## begin Stored records
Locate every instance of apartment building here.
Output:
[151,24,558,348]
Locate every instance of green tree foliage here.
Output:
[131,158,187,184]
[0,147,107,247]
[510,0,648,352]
## end Stored records
Required work
Can you write out all the rows above again, requests included, with every bounding-box coordinate in the outputs increased by 119?

Response for this exercise
Locate every instance of apartment building here.
Output:
[270,143,677,467]
Locate every instance of green tree foliage here.
Output:
[250,277,306,303]
[119,266,226,366]
[629,119,767,471]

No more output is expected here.